Written exercise
Copy out word for word the lines of the records starting at the one that contains "Mark each instance of the bridge pier" and ending at the last line of the records.

Provided records
|---|

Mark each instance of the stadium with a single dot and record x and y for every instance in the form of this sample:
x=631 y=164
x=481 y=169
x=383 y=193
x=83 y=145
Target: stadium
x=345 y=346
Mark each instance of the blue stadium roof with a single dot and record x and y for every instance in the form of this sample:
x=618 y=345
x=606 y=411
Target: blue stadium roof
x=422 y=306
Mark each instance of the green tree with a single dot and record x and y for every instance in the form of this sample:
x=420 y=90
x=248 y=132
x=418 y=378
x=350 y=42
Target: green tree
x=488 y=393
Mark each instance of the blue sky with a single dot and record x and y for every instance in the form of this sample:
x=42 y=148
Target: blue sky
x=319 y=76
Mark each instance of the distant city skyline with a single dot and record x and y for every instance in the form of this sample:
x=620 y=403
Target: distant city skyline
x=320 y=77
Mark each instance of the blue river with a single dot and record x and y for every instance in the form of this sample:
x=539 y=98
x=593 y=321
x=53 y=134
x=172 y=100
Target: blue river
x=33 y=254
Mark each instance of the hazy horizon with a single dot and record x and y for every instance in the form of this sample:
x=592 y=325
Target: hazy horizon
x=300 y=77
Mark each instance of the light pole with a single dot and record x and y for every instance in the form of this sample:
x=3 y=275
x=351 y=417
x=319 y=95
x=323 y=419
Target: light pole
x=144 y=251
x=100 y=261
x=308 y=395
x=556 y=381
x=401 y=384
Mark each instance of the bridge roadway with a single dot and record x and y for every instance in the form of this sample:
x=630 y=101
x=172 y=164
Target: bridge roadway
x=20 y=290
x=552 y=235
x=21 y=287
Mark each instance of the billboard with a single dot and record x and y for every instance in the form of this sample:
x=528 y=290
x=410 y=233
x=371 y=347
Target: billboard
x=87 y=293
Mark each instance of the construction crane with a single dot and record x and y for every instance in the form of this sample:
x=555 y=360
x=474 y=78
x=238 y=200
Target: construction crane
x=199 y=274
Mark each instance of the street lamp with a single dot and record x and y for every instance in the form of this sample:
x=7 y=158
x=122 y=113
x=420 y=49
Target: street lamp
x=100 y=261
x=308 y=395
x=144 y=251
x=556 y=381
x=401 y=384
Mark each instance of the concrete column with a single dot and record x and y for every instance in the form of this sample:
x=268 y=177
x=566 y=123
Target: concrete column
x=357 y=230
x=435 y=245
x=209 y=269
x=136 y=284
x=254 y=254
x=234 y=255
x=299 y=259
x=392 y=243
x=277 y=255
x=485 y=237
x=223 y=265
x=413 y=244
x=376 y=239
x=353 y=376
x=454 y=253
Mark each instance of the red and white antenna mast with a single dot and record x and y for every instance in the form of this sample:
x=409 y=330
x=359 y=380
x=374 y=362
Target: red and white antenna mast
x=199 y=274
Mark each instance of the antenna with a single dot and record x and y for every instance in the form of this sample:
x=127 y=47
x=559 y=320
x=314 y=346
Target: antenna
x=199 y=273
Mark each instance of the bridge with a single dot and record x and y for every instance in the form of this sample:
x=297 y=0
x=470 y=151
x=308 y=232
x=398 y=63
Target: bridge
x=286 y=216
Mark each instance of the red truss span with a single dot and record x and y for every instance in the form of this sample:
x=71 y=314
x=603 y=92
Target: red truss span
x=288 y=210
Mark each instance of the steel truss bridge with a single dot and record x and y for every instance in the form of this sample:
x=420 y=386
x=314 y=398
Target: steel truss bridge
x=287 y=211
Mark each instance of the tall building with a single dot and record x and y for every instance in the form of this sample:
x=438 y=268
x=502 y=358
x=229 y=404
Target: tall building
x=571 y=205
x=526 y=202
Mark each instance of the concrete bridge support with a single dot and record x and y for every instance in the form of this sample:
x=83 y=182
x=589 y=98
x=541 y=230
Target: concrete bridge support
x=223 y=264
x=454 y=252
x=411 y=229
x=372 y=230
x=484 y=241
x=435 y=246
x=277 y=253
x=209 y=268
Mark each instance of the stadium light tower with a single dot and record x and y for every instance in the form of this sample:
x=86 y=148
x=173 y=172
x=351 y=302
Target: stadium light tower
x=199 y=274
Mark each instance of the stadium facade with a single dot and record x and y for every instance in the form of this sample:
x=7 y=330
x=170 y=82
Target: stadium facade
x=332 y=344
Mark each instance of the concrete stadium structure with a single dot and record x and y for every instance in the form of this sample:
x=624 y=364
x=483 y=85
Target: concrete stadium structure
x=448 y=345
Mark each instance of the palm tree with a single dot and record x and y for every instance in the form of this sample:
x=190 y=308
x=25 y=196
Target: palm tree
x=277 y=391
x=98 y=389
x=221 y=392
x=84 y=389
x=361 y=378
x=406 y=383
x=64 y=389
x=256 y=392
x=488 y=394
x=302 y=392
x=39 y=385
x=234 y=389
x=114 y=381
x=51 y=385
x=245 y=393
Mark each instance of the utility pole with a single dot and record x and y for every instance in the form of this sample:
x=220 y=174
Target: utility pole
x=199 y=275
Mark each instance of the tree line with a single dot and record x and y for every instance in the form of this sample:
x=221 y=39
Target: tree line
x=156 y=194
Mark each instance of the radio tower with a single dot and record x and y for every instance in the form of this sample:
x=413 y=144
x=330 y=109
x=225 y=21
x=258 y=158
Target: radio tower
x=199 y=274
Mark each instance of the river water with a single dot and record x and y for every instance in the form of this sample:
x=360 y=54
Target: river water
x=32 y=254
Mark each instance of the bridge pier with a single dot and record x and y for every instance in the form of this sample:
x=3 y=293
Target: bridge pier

|---|

Full response
Mark each instance of the bridge pier with a single dot and record x and y for every instance in the form of this sample:
x=3 y=293
Target: bridge pier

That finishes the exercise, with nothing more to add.